> O QUE SE PEDE
Continue o texto sobre Angeli e a revista "Chiclete com Banana" no Brasil pós-ditadura, começando logo depois da última frase apresentada.
── TRECHO PARA LEITURA ──
DOSSIÊ KOBIELSKI

 

DA CUSPARADA AOS ESGOTOS: A “ANARQUIA” DE ANGELI NO BRASIL PÓS-DITADURA


Minha incursão no mundo das histórias em quadrinhos aconteceu por conta dos gibis de Walt Disney. Pato Donald, Tio Patinhas e cia me arrebataram desde cedo. Logo vieram, Mônica, Tarzan, Zorro, Fantasma, o faroeste, e claro, os super-heróis. Batman, Super-homem, Capitão América e o universo Marvel fizeram parte de minha vida de leitor de gibis, assim como os muitos guris e algumas gurias. Mas, num belo dia de 1987, na banca do Bento – um sebo que ainda resiste aqui na cidade de Alvorada -, minha percepção sobre as histórias em quadrinhos foi abalada brutalmente. Folhei uma revista completamente diferente te tudo que eu já tinha lido até então. A capa era colorida, formato magazine, o miolo do chamado “papel jornal”, uma pegada bem underground e um nome peculiar: “Chiclete com Banana”. Pronto. Pensei: “Isso é revolucionário.” Mas, afinal de contas, do que se tratava aquela publicação? Quem a fazia?


Importante lembrar, que recém estávamos saindo de um período de exceção no Brasil: uma ditadura militar que durou vinte e um anos, e que deixou marcas profundas na história do nosso país. Torturas, mortes, censura aos meios de comunicação e as manifestações artísticas, imperavam naqueles “anos de chumbo”, especialmente a partir de 1968, com o AI-5, o mais duro de todos os Atos Institucionais.

Na campanha das “Diretas já”, em 1984, se avizinhava a redemocratização, mas logo foi derramado o balde de água fria em nossas esperanças e levou à eleição indireta de Tancredo Neves, que sequer assumiu, morrendo antes da posse, deixando em seu lugar não-ocupado um dos líderes espertos da ditadura que findava. O remendo de escritor e coronel maranhense José Sarney tentava conduzir a crise econômica em planos mirabolantes. Malfadado em quase tudo, a bem da verdade conduziu um processo democrático que resultou em algo ao qual o povo não estava muito afeito havia duas décadas: liberdade de expressão.


Em 1985, o mundo dançava ao som do The Cure, Smiths e Echo & The Bunnymen e vivia o novo hedonismo da austera era Reagan e Thatcher. No terceiro mundo, um país se reencontrava com a democracia, mas tentava superar sua síndrome de vira-latas, em meio a velhos problemas como desemprego, inflação e desigualdade social. Uma onda inundava as rádios brasileiros com o “novo rock nacional” enchendo as ruas de punks, darks e metaleiros, que se embalavam em um festival internacional repleto de velharias.
───
── TRECHOS DE DADOS ──
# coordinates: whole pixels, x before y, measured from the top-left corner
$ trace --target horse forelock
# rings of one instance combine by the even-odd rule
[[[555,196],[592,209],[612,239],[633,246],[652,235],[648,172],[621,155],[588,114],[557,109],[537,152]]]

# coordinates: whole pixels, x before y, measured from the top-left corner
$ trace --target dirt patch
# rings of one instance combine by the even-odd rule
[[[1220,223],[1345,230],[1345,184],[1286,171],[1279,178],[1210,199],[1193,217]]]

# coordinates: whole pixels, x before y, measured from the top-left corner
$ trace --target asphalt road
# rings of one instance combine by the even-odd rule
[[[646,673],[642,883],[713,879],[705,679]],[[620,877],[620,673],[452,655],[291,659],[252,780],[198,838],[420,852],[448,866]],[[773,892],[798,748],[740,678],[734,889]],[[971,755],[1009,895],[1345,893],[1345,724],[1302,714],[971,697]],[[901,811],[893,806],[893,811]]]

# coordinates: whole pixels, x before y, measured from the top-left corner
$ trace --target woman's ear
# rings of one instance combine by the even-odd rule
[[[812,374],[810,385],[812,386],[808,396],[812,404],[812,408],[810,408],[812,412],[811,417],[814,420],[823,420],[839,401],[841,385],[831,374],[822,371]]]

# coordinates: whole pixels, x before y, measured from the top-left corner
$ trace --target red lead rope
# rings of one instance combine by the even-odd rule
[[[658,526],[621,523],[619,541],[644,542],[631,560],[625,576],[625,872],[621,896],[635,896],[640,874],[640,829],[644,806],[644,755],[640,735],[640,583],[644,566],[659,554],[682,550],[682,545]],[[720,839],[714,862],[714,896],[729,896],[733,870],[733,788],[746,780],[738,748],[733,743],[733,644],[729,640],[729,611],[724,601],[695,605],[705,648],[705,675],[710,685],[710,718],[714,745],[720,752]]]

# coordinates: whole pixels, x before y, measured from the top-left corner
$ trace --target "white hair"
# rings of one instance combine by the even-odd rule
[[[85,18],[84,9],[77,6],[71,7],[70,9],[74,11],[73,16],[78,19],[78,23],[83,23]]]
───
> RESPOSTA
Nessa “atmosphere”, em outubro, ao preço de 9 mil cruzeiros, “Chiclete com Banana” chegava as bancas e trazia na capa a Rê Bordosa, personagem já conhecida dos leitores da Folha de São Paulo, nas tiras que vinham no caderno Ilustrada. A distinta moça estava em uma banheira com um cigarro e um copo de bebida apoiado nos seios, à mostra. O autor das tiras da Folha era Angeli.


Arnaldo Angeli Filho nasceu em 1956, na cidade de São Paulo. Roqueiro e periférico da classe média baixa como tantos de sua geração, largou os estudos na sexta série e aos 14 anos publicou seu primeiro desenho na extinta revista Senhor. Em 1973, foi convidado a desenhar para a Folha, no qual criou a tira diária Chiclete com Banana. Daí a referência.


Igualmente oriundos das tiras no jornal, outros personagens integravam o interior da revista: Bob Cuspe, Wood & Stock e os Skrotinhos, entre outros. Publicada pela Circo Editorial, recém-criada pelo poeta, editor e agitador cultural Toninho Mendes, Chiclete com Banana transformou-se no maior fenômeno dos quadrinhos de sua época, com tiragens de 120 mil exemplares.

O humor da Chiclete era antes de tudo um espelho da sociedade da época, muito especialmente dos jovens. Ícones como Bob Cuspe (um punk paulistano e suas idiossincrasias), Rê Bordosa (uma junkie inspirada em tantas figuras encontradas pelas baladas da época), os neuróticos como Rampal o Paranormal, os escrotos iconoclastas como os Skrotinhos, os envelhecidos militantes de esquerda Nanico e Meia-Oito e, é claro, os hippies tão antiquados e folclóricos Wood & Stock demonstravam a grande fase criativa de Angeli.


Com protagonismo escancarado do artista, a revista em princípio trazia também quadros com tiras e pequenas histórias de Laerte, Luiz Gê, Fernando Gonsales e Glauco, que depois ganhariam seus próprios títulos, como Piratas do Tietê, Geraldão e Níquel Náusea. Todos pela Circo.

Esse fenômeno durou até o início dos anos 1990, quando veio a falência provocada por mais uma crise econômica, de mais uma aventura ao liberalismo em que o país embarcou, com a eleição de Fernando Collor. A ruína foi geral e cada um seguiu seu próprio caminho. Mas Chiclete com Banana e seu humor influenciaram tudo que veio depois, respingando na música, no teatro, artes plásticas, cinema e televisão.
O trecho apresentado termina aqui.